- Battle of Tver: Part of Russian–Polish War of 1605–1618
| Date | July 21–23, 1609 |
| Location | Near Tver |
| Result | Russo-Swedish victory |

Belligerents
- Tsardom of Russia Kingdom of Sweden German and French mercenaries: Polish–Lithuanian Commonwealth

Commanders and leaders
- Mikhail Skopin-Shuisky Jacob De la Gardie: Aleksander Zborowski

Strength
- Up to 18,000: About 9,000

Casualties and losses
- Unknown: Heavy

= Battle of Tver =

1609 battle

The Battle of Tver took place in two stages on July 21–23, 1609, during the Russo-Polish War between a Russian–Swedish combined army and the Polish–Lithuanian army.

==Background==
After the Battle of Torzhok on June 27, Aleksander Zborowski retreated to Tver, and large reinforcements were sent to his aid. By early July, the Russian army gathered in Torzhok, as well as the Swedes, German, and French mercenaries. Skopin-Shuisky insisted on speedy action until enemy reinforcements arrived. Therefore, they immediately formed regiments, which went to Tver. Mercenaries were distributed among the regiments. The Russian army was as follows:
- Big Regiment – Mikhail Vasilievich Shuisky and Jacob De la Gardie;
- Front Regiment – Golovin Semyon Vasilievich and German captain;
- Watch Regiment – Baryatinsky Yakov Petrovich and German captain.

The Polish–Lithuanian troops under Tver made up 12 regiments, and their main force was 5,000 horsemen of Aleksander Zborowski.

■ **Provided information**:

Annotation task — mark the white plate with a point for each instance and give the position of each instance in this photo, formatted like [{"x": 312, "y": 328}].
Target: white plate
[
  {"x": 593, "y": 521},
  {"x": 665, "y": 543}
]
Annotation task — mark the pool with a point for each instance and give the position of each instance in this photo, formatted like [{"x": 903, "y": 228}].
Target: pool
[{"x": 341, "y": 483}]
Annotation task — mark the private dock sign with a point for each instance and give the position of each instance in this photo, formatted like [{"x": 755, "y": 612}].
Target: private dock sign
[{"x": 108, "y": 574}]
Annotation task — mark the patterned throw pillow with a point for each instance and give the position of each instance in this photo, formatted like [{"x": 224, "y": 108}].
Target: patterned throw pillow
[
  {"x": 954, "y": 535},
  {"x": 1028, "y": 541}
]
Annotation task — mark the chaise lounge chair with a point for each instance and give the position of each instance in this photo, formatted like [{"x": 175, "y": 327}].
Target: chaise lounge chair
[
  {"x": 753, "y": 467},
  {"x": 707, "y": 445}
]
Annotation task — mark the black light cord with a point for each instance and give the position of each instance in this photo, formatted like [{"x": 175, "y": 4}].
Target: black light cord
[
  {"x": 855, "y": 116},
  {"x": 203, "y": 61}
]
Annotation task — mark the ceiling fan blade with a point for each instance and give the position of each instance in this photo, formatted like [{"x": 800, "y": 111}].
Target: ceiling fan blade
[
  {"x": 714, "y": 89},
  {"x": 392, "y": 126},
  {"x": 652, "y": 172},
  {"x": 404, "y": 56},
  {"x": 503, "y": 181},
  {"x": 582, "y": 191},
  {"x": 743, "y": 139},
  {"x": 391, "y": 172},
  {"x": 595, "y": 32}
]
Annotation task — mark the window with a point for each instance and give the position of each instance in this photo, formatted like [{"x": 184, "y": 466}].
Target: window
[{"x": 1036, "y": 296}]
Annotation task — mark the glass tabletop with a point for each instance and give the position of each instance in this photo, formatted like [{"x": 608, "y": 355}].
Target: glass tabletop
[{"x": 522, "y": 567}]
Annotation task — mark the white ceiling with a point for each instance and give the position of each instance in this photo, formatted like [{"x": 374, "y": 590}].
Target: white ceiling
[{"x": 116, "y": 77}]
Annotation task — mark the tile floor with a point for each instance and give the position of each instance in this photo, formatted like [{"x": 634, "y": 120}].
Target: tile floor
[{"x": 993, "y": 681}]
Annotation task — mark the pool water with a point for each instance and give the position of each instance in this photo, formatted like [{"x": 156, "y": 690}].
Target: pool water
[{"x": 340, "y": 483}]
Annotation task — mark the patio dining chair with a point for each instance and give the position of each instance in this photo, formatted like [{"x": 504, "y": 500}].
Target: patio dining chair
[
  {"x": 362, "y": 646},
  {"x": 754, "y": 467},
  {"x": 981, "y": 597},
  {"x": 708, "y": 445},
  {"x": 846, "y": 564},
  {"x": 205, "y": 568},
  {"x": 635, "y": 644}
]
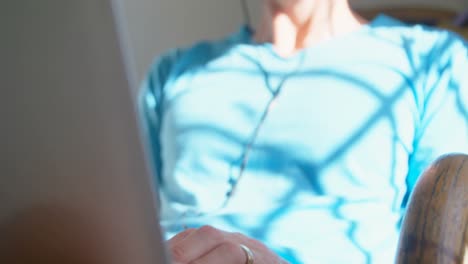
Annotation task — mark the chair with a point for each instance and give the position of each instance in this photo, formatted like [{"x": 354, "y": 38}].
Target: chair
[{"x": 434, "y": 230}]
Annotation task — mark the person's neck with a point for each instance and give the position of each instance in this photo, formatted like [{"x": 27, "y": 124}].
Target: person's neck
[{"x": 288, "y": 35}]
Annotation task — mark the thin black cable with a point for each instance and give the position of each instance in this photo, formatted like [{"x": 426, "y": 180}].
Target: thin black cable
[{"x": 246, "y": 13}]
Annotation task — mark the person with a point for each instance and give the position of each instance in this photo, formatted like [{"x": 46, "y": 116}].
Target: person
[{"x": 300, "y": 140}]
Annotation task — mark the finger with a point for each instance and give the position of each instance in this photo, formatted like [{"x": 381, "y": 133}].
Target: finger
[
  {"x": 180, "y": 236},
  {"x": 226, "y": 253},
  {"x": 197, "y": 244}
]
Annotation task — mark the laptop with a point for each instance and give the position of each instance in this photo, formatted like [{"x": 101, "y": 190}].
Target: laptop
[{"x": 75, "y": 186}]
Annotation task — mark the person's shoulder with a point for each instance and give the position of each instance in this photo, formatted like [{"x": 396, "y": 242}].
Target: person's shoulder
[
  {"x": 416, "y": 38},
  {"x": 179, "y": 60}
]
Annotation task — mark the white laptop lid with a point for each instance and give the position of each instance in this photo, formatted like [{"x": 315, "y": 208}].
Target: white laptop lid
[{"x": 74, "y": 185}]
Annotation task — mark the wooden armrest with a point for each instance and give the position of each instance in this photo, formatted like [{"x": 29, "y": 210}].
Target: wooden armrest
[{"x": 434, "y": 228}]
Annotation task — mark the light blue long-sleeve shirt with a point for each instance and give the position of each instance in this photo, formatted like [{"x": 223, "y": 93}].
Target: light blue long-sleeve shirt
[{"x": 357, "y": 120}]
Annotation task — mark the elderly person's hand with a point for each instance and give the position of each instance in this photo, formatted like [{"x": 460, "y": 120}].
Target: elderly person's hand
[{"x": 208, "y": 245}]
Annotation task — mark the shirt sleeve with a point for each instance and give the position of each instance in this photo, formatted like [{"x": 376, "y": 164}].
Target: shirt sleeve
[
  {"x": 443, "y": 123},
  {"x": 151, "y": 107}
]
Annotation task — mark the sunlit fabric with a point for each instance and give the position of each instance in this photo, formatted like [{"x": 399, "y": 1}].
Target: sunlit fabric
[{"x": 357, "y": 120}]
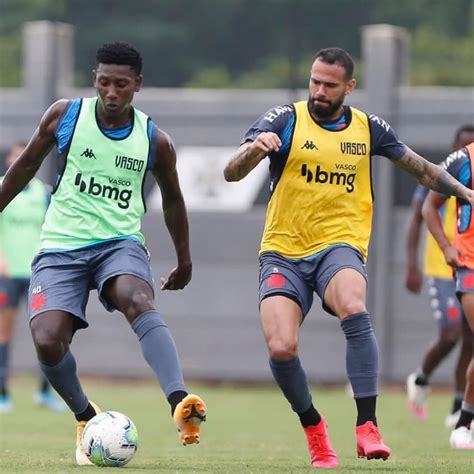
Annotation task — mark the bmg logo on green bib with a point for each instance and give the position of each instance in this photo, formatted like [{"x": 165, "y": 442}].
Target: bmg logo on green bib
[{"x": 121, "y": 196}]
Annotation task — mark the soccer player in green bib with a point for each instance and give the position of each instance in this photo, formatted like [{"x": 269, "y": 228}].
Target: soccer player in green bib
[
  {"x": 317, "y": 232},
  {"x": 91, "y": 236},
  {"x": 20, "y": 227}
]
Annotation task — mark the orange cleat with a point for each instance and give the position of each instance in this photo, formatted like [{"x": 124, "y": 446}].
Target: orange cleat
[
  {"x": 370, "y": 444},
  {"x": 189, "y": 414},
  {"x": 319, "y": 446}
]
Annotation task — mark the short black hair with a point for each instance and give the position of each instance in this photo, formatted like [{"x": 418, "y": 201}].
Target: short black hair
[
  {"x": 120, "y": 53},
  {"x": 337, "y": 56},
  {"x": 466, "y": 128}
]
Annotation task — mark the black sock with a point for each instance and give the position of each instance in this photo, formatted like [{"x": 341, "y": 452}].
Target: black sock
[
  {"x": 310, "y": 417},
  {"x": 457, "y": 402},
  {"x": 366, "y": 410},
  {"x": 44, "y": 386},
  {"x": 175, "y": 398},
  {"x": 421, "y": 379},
  {"x": 87, "y": 414},
  {"x": 465, "y": 419}
]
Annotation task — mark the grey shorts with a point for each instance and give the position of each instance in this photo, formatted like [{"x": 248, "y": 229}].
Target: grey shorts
[
  {"x": 464, "y": 281},
  {"x": 12, "y": 291},
  {"x": 62, "y": 280},
  {"x": 299, "y": 279},
  {"x": 444, "y": 302}
]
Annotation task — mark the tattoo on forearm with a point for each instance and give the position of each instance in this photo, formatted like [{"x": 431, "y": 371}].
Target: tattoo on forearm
[
  {"x": 240, "y": 166},
  {"x": 446, "y": 184},
  {"x": 432, "y": 176}
]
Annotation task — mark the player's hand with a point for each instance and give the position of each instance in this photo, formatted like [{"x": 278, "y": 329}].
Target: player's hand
[
  {"x": 178, "y": 278},
  {"x": 451, "y": 255},
  {"x": 265, "y": 143},
  {"x": 414, "y": 279}
]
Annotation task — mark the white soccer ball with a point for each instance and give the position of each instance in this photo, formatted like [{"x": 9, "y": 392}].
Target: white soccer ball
[{"x": 110, "y": 439}]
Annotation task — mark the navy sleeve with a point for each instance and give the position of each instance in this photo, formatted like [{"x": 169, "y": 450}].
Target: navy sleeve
[
  {"x": 384, "y": 140},
  {"x": 420, "y": 194},
  {"x": 153, "y": 132},
  {"x": 279, "y": 120},
  {"x": 457, "y": 165},
  {"x": 66, "y": 124}
]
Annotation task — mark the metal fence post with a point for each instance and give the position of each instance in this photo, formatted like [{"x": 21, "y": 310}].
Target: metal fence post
[{"x": 385, "y": 59}]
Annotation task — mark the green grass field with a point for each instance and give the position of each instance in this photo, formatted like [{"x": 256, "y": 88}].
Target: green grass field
[{"x": 249, "y": 430}]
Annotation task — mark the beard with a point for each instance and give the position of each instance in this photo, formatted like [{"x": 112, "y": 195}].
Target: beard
[{"x": 324, "y": 109}]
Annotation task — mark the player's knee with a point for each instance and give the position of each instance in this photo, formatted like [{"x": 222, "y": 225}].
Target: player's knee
[
  {"x": 50, "y": 347},
  {"x": 347, "y": 307},
  {"x": 282, "y": 350},
  {"x": 139, "y": 302}
]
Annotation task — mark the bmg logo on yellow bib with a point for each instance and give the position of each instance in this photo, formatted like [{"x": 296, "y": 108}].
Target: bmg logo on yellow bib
[
  {"x": 337, "y": 178},
  {"x": 122, "y": 196}
]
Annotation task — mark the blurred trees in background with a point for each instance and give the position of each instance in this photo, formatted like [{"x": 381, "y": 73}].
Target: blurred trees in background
[{"x": 246, "y": 43}]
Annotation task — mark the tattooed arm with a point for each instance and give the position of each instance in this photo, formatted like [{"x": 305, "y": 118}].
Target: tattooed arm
[
  {"x": 433, "y": 176},
  {"x": 250, "y": 154}
]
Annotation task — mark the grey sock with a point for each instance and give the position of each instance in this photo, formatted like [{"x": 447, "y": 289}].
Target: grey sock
[
  {"x": 4, "y": 364},
  {"x": 467, "y": 407},
  {"x": 63, "y": 378},
  {"x": 291, "y": 378},
  {"x": 159, "y": 350},
  {"x": 362, "y": 355}
]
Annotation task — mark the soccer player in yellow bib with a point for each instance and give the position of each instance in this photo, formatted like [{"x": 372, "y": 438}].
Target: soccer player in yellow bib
[
  {"x": 316, "y": 235},
  {"x": 445, "y": 305}
]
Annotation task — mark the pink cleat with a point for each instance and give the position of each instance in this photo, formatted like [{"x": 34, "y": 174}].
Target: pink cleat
[
  {"x": 319, "y": 446},
  {"x": 370, "y": 444}
]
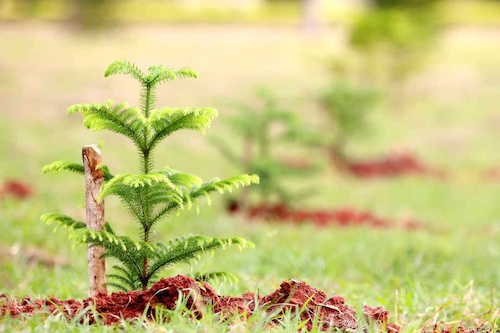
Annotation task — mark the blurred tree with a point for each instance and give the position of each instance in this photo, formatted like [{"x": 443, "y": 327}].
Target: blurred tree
[
  {"x": 91, "y": 15},
  {"x": 262, "y": 129},
  {"x": 395, "y": 36},
  {"x": 348, "y": 108}
]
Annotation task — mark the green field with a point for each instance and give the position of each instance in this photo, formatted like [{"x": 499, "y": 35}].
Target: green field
[{"x": 448, "y": 272}]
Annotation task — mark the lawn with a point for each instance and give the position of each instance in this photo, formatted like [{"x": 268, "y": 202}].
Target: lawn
[{"x": 446, "y": 272}]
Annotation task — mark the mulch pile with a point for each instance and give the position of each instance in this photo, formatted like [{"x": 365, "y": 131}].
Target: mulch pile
[
  {"x": 311, "y": 304},
  {"x": 389, "y": 166},
  {"x": 342, "y": 217}
]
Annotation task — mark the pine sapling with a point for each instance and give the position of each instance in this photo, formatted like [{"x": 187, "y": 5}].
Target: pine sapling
[
  {"x": 261, "y": 130},
  {"x": 150, "y": 196},
  {"x": 348, "y": 109}
]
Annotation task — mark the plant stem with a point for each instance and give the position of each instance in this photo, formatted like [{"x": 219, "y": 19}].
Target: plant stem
[{"x": 146, "y": 163}]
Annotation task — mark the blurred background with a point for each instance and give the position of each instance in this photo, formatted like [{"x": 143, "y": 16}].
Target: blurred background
[{"x": 393, "y": 111}]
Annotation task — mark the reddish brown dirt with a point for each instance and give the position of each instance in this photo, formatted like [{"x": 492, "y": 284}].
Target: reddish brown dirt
[
  {"x": 387, "y": 167},
  {"x": 458, "y": 329},
  {"x": 15, "y": 189},
  {"x": 322, "y": 218},
  {"x": 297, "y": 297}
]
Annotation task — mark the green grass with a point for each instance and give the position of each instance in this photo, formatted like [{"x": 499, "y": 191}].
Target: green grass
[{"x": 447, "y": 272}]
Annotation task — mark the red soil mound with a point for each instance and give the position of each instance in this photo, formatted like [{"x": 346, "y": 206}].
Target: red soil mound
[
  {"x": 15, "y": 189},
  {"x": 387, "y": 167},
  {"x": 323, "y": 218},
  {"x": 297, "y": 297}
]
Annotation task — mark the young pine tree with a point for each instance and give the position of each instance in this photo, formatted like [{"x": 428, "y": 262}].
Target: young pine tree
[
  {"x": 150, "y": 196},
  {"x": 348, "y": 109},
  {"x": 262, "y": 130}
]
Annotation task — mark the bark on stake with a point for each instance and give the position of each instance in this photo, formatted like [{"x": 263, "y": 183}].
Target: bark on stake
[{"x": 94, "y": 179}]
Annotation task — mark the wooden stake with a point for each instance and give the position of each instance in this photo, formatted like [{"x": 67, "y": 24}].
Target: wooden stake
[{"x": 94, "y": 179}]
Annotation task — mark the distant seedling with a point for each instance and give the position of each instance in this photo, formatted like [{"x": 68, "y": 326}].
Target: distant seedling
[
  {"x": 348, "y": 109},
  {"x": 261, "y": 130},
  {"x": 150, "y": 196}
]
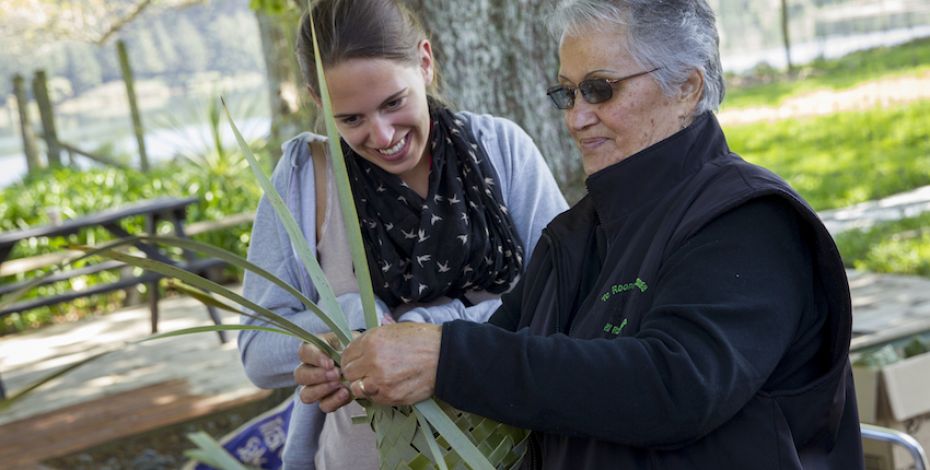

■ **Jobs**:
1 > Answer these about the Battle of Tver passage:
(a) On what dates was the battle fought?
(b) Who led the Front Regiment together with a German captain?
(c) How many horsemen made up Aleksander Zborowski's main force?
2 > Repeat word for word the part of the Battle of Tver passage that opens with the words containing "The Battle of Tver" and closes with "the Polish–Lithuanian army.".
3 > What comes next in the Battle of Tver passage after its final sentence? Write it.
The rows have no connection to the Battle of Tver passage.

■ **Answer list**:
1 >
(a) July 21–23, 1609
(b) Golovin Semyon Vasilievich
(c) 5,000

2 >
The Battle of Tver took place in two stages on July 21–23, 1609, during the Russo-Polish War between a Russian–Swedish combined army and the Polish–Lithuanian army.

3 >
==Course of the battle==
On July 17–18, the Russian army left Torzhok, and on July 21 approached Tver and camped 10 miles from it. The interventionist army took up fortified positions. Therefore, Skopin-Shuisky began to operate in small horse detachments in order to lure the enemy, but the battles of the advanced detachments did not lead to anything. Then he led the entire army, constructed as follows: in the center stood the Swedish and German infantry, on the left flank – the French and German cavalry, and on the right – the Russian. It was planned by blows from the left flank to distract the enemy army, after which a powerful blow from the right flank to cut it off from the city and push it to the Volga.

However, the Polish cavalry attacked first, concentrating the blow on the left flank. The French and German cavalry could not stand the Polish attack and soon turned into a stampede, having suffered heavy losses. However, the infantry in the center withstood the onslaught and was able to repel it, despite the fact that it was raining heavily (which prevented it from using firearms). The Russian cavalry withstood the attack. By 19 hours the battle was over and the interventionists returned to the fortifications. Soon the remnants of the French–German cavalry returned.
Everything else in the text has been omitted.